→ **Exercise prompt**
Give back an exact copy of the entries beneath, minus the pictures.

Source records:

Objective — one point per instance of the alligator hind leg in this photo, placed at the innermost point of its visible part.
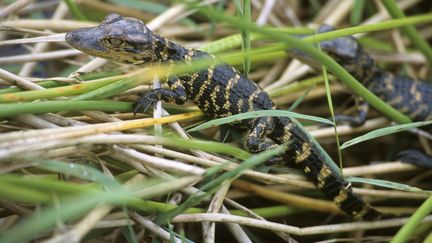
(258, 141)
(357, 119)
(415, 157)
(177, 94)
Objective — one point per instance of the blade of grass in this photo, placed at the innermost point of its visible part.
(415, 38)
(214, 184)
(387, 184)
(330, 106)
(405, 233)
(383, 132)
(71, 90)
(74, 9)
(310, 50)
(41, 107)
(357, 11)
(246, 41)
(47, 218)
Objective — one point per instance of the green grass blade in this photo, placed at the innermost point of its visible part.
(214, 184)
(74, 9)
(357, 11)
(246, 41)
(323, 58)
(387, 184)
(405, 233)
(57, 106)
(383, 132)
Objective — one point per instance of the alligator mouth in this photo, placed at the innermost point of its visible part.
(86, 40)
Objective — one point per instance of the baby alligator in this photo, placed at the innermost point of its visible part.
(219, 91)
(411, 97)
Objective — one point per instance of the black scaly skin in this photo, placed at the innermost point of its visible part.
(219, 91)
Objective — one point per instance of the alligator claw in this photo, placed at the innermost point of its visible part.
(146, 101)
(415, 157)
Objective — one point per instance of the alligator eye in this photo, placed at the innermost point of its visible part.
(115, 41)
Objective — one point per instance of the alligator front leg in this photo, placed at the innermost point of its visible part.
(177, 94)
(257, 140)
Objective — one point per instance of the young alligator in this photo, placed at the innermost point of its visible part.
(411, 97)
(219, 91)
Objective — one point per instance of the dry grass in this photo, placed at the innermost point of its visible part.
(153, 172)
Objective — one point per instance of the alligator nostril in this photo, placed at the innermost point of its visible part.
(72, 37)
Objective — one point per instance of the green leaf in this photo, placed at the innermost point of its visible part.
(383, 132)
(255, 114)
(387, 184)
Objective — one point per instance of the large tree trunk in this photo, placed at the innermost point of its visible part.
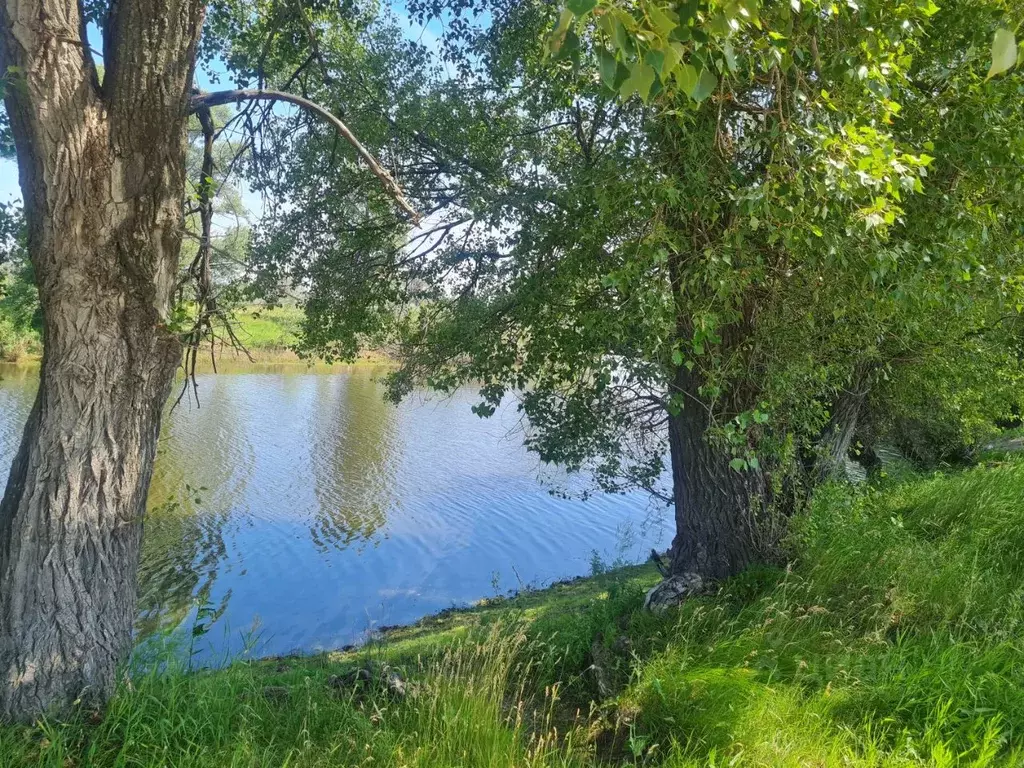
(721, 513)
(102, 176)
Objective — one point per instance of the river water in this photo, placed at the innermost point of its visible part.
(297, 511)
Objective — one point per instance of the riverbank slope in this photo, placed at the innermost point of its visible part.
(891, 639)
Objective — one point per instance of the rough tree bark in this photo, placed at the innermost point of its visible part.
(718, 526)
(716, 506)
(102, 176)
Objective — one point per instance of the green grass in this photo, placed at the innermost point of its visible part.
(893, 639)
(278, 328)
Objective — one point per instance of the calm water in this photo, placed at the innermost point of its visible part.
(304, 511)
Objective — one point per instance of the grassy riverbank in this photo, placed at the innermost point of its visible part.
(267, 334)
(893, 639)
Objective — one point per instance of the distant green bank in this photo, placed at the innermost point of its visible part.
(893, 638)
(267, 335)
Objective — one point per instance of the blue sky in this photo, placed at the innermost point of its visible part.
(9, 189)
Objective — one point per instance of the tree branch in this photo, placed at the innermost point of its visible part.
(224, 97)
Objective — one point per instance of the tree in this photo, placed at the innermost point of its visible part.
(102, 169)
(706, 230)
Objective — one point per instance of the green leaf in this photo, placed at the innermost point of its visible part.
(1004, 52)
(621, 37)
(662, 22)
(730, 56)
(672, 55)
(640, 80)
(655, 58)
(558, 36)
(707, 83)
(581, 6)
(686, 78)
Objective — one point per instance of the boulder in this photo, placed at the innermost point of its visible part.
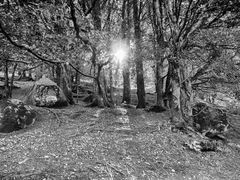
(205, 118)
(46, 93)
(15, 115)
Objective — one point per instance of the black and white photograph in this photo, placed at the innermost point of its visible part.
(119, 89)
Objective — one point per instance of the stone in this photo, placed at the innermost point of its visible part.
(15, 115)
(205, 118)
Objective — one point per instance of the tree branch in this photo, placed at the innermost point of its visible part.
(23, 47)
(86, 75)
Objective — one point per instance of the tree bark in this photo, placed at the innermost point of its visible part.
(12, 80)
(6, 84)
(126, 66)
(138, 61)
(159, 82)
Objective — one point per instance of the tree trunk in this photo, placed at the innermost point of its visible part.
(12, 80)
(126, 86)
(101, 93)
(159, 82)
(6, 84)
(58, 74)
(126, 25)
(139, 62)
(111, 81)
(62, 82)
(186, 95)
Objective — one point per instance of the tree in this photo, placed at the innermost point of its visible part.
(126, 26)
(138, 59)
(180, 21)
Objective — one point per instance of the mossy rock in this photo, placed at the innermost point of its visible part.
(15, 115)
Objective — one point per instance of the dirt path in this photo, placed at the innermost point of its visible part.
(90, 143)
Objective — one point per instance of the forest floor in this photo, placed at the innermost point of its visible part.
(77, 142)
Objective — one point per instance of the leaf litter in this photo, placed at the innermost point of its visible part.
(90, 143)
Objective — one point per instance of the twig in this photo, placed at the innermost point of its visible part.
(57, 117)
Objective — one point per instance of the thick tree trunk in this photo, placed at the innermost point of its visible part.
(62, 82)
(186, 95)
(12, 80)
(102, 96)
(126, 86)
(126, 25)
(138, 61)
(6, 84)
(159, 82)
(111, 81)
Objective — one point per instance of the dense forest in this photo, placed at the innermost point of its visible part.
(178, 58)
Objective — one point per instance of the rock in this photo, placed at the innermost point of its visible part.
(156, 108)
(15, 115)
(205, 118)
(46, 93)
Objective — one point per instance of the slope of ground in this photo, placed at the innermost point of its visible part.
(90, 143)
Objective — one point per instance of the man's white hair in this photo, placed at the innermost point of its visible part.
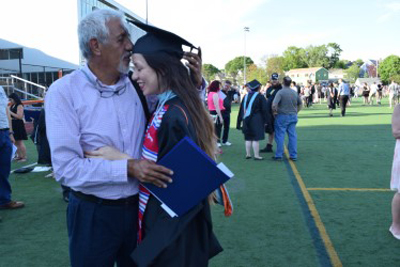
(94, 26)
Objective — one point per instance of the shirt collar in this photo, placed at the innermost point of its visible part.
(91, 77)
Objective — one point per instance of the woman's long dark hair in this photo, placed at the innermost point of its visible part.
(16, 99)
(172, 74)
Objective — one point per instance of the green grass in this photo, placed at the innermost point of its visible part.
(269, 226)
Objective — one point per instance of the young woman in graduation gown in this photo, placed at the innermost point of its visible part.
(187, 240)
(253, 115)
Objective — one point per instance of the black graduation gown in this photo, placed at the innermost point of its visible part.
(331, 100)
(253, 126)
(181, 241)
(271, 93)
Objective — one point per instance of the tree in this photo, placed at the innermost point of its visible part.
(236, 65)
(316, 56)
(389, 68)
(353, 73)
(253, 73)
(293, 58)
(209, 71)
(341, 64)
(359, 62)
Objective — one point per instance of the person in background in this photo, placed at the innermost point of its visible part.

→ **Exercise output**
Objective — one point per instance of the alligator hind leg in this photo, placed at the innermost point of its visible part.
(258, 141)
(357, 119)
(415, 157)
(177, 94)
Objective — one point per instance of the blade of grass in this photo, placed at the innermost point of its visible part.
(415, 38)
(214, 184)
(387, 184)
(330, 106)
(405, 233)
(383, 132)
(71, 90)
(74, 9)
(310, 50)
(41, 107)
(357, 11)
(246, 41)
(47, 218)
Objective — one point per instance of the green grass blade in this photo, placed at the innermost point of its visible part.
(214, 184)
(74, 9)
(357, 11)
(246, 41)
(323, 58)
(387, 184)
(405, 233)
(57, 106)
(383, 132)
Objective — one point per instance of the alligator mouth in this photo, placed at the innermost point of its visible part.
(86, 40)
Objective — one point per instance of the baby alligator in this photo, placed at the innermost point of its visible part.
(219, 91)
(411, 97)
Objective — one point per instance of the black scaly skin in this photo, placed at the innermost point of its visible part.
(219, 91)
Objective — one point per instance of the alligator claw in this photo, placed at the innermost point of its visible part.
(146, 101)
(415, 157)
Objective — one point per instance of the alligator eye in this photo, placed at the innermost point of its visible part.
(115, 41)
Objective — one point per instance of the alligator front leg in this photo, placed at the innermost point of its visible part.
(177, 94)
(257, 140)
Objective — one point per instance of the young alligator in this photo, placed at the innermost point of its visible part.
(411, 97)
(219, 91)
Objective — one point per instance of the dry grass in this photo, placed at the innermost point of its visible part.
(153, 172)
Objective — one point per instance of the alligator nostril in this photo, placed at the innermost point of its visible part.
(72, 37)
Objective — one point per instance of the green leaf in this photo, placed at the innermost point of its visible part.
(383, 132)
(255, 114)
(387, 184)
Objective — one point per instance of the large tree trunk in this photo, placed at the innermost point of its visible part.
(721, 513)
(102, 176)
Objective — one point per instance of the river water in this photo, placed at the innermost point of its visible part.
(297, 511)
Objective — one point per instance of the riverbank slope in this photo, placed at the innermost point of its visible part.
(891, 639)
Objective — one point per instance of the rough tree bark in this photo, placed at the innermost point of its visible part.
(718, 526)
(716, 506)
(102, 176)
Objective — one point per instance of the green grass in this photo, placed at the innermost point of its visible part.
(893, 639)
(278, 328)
Objective — one point per instance of the calm water in this photo, placed at the innermost point of its visible part.
(304, 511)
Objective — one point per instance of the grassy riverbank in this photo, placed at the innermost point of its visible part.
(267, 334)
(893, 639)
Objective — one point per instance of the distant green bank in this photo, placed at the innermost point of its visible part.
(893, 638)
(267, 335)
Objective — one point per instance of the blue sky in this photo, placed at the innermost point of its visible part.
(9, 189)
Objective — one point per instance of the tree branch in this photo, placed at the innermost point of its visible part.
(224, 97)
Objective — one point per instance of the tree in this photo, placed at the innermost point of its visible part.
(102, 169)
(706, 230)
Objective — one point per instance of the green leaf in this photo, placed at the innermost point of its visible part.
(1004, 52)
(621, 37)
(662, 22)
(730, 56)
(672, 55)
(640, 80)
(655, 58)
(558, 36)
(707, 83)
(581, 6)
(686, 78)
Objective — one point per instance of the boulder in this photo, placed at the innermost point of its visible part.
(205, 118)
(46, 93)
(15, 115)
Objective — one point per instance of the black and white photograph in this photo, placed at the innermost point of its visible part.
(119, 89)
Objective — one point per instance of the stone in this photo, placed at the innermost point of its visible part.
(15, 115)
(205, 118)
Objective — one point per instance of the tree branch in this photo, placed at the innermost point of its visible part.
(23, 47)
(86, 75)
Objective — one point per instance of the tree bark in this photo, placed at the innermost point of its visible part.
(12, 80)
(6, 84)
(126, 66)
(138, 61)
(159, 82)
Objective — one point per instance of the tree trunk in this photo, placed at the innermost point of its visible part.
(12, 80)
(126, 86)
(101, 93)
(159, 82)
(6, 84)
(58, 74)
(126, 25)
(139, 62)
(111, 81)
(62, 82)
(186, 95)
Objective — one point per instance of the tree in this photo, placed at the innermost point of its visible part.
(126, 26)
(138, 59)
(180, 21)
Objective — one point per instance of the mossy rock in this photo, placed at the innermost point of its visible part.
(15, 115)
Objective — one point per instance of the dirt path in this photo, placed at the innermost point of its visible part.
(90, 143)
Objective — one point per instance of the forest floor in this photo, placed at the innermost point of its visible part.
(77, 142)
Objective — one point per instance of the leaf litter in this photo, placed at the innermost point of its visible part.
(90, 143)
Objective — one point per instance of the twig in this photo, placed at the innermost point of its visible part.
(57, 117)
Objective — one point per instance of the thick tree trunk in this photo, placed at the innermost point of its visible part.
(62, 82)
(186, 95)
(12, 80)
(102, 96)
(126, 86)
(126, 25)
(138, 61)
(6, 84)
(159, 82)
(111, 81)
Objective — one point per instance of the dense forest in this photo, placed at the innermost point of its visible part.
(178, 58)
Objective — one point per instance of the rock in this photo, placed at the innermost point of its visible part.
(156, 108)
(15, 115)
(205, 118)
(46, 93)
Objective — one point per instance of the slope of ground in this photo, placed at the innermost point of its visible part.
(90, 143)
Objective — one point per instance of the man's white hair in this photo, placed at the innermost point of its visible part.
(94, 26)
Objective — one point per instance of the shirt collar in this photo, placed at the innermost point of its visible part.
(91, 77)
Objective — one point per instance of the woman's long dark hair in this photo, placed at the innermost point of its visible part.
(16, 99)
(172, 74)
Objective — one point per instance of the green grass in this photo, placed at the innermost point of its visible part.
(269, 226)
Objective — one point per instance of the young woman in graduation gown in this photo, placed at the innermost point of its visible part.
(187, 240)
(253, 115)
Objective — one point per instance of the black graduation gown in this photo, placed at the innermost point of its visible part.
(331, 100)
(253, 126)
(181, 241)
(271, 93)
Objective — one point per instance of the tree in this photo, placed at the innermost point of its visible part.
(236, 65)
(316, 56)
(389, 68)
(353, 73)
(253, 73)
(293, 58)
(209, 71)
(341, 64)
(359, 62)
Objective — one point per instance of the person in background in this photo, placed at the innermost point of its visible part.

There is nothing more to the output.